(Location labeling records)
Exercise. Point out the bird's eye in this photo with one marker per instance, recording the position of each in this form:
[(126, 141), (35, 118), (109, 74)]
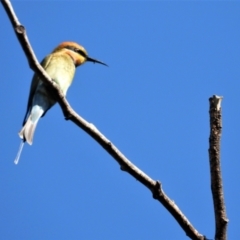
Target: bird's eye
[(81, 52)]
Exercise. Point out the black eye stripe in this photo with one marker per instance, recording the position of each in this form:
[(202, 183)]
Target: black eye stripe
[(79, 51)]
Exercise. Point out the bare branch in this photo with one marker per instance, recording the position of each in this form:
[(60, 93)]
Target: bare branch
[(215, 167), (70, 114)]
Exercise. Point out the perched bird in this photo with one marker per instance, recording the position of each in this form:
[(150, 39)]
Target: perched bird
[(60, 65)]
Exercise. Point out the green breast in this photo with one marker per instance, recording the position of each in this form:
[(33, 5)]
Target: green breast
[(61, 69)]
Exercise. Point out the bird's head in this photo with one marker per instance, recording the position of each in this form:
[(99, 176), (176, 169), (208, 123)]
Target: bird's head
[(76, 52)]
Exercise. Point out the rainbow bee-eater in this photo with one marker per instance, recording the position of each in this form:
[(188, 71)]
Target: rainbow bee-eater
[(60, 65)]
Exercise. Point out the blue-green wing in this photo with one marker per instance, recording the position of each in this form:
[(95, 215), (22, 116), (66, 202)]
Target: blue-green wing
[(33, 87)]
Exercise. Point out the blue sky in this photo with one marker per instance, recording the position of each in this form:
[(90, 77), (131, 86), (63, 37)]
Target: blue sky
[(166, 58)]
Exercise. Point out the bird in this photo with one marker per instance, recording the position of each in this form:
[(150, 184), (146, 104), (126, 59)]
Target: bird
[(60, 65)]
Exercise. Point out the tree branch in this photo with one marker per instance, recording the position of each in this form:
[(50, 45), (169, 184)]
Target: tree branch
[(215, 168), (125, 165)]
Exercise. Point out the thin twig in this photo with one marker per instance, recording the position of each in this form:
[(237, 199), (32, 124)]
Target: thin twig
[(215, 168), (70, 114)]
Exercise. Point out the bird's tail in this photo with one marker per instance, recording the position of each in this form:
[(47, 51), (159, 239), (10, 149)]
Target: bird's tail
[(27, 131)]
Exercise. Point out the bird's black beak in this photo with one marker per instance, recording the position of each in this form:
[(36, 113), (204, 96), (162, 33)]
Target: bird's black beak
[(95, 61)]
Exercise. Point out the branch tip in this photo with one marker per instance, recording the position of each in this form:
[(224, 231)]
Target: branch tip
[(216, 101)]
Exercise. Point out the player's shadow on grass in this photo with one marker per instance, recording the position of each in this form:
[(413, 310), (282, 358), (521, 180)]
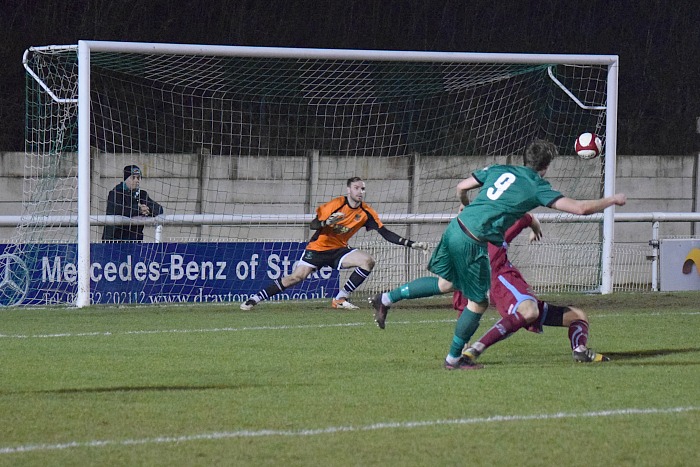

STATED GOAL: Rewrite the part of the records that starts with the line containing "Exercise. Point out the bird's head" and ends with the line containing "[(215, 168), (70, 114)]" as a numbered list, skipping any blank lines.

ANSWER FOR THIS EXERCISE:
1. Exercise. Point out the bird's head in this photo with one marker per instance, recording the position of each in this form:
2. [(99, 176), (176, 169), (208, 123)]
3. Target: bird's head
4. [(76, 52)]
5. Exercise. Point out the rainbow bee-eater in this photo with one marker per instance, recording the position of each in this form:
6. [(188, 71)]
7. Target: rainbow bee-eater
8. [(60, 65)]
9. Exercise. Point out the blue-green wing in this photo with one marker per instance, recording the position of each in this form:
10. [(95, 215), (22, 116), (66, 202)]
11. Target: blue-green wing
12. [(33, 87)]
13. Exercise. Point out the blue sky in this photo with one marker per instance, recording the position of each in this form:
14. [(90, 77), (131, 86), (63, 37)]
15. Target: blue sky
16. [(166, 58)]
17. Exercise. Point out the bird in this photo with one marker per instance, recording the position of each in this form:
18. [(150, 184), (146, 104), (126, 59)]
19. Target: bird
20. [(60, 65)]
21. Exercise. Point out the tree branch in this photo with one marker per instance, recording the position of each in this form:
22. [(50, 45), (169, 184)]
23. Target: tree branch
24. [(215, 168), (125, 165)]
25. Exercise. Point out the thin twig in this photo with one marker per instance, recording the position of each in this form:
26. [(237, 199), (32, 124)]
27. Target: thin twig
28. [(215, 168), (70, 114)]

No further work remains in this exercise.